Se trata de una reconstrucción que plantea numerosos problemas. En primer lugar, ¿tan solo hay «racismo de Estado» en el siglo XX? Los abolicionistas que en el siglo XIX quemaban en las plazas la Constitución americana, considerándola un pacto con el diablo por consagrar la esclavitud racial, contribuyeron con enorme anticipación a poner en duda semejante periodización; o bien los abolicionistas que acusaban a la ley sobre esclavos fugitivos de 1850 de pretender obligar a todos los ciudadanos estadounidenses a convertirse en cazadores de hombres: no solo era susceptible de castigo quien tratase de esconder o de ayudar al negro perseguido por sus legítimos propietarios, sino también quien no contribuyese a su captura (Losurdo, 2005). Cabría decir, para justificar en parte a Foucault, que ignoraba este capítulo de la historia; pero al menos podría haber leído el comentario de Marx sobre la Fugitive Slave Law: «Parece ser que el deber constitucional del Norte era el de actuar como cazadores de esclavos por cuenta de los propietarios sudistas» (mEw). En cualquier caso, no estamos ante un racismo que se manifieste solo al nivel de la sociedad civil: en base a normas constitucionales y jurídicas explícitas, la pertenencia racial del individuo, acreditada y sancionada legalmente, decidía sobre su posición social y su destino; se trata con toda claridad de «racismo de Estado».

> [Datos proporcionados]:
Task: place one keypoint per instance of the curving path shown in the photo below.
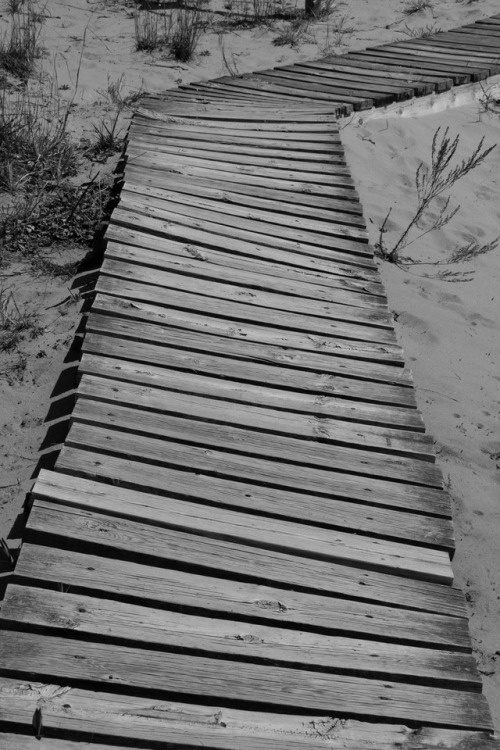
(245, 543)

> [Consigna]: Enumera todos los apellidos de personas que aparecen en el fragmento sobre el racismo de Estado.

> [Resultado del ejercicio]: Losurdo, Foucault, Marx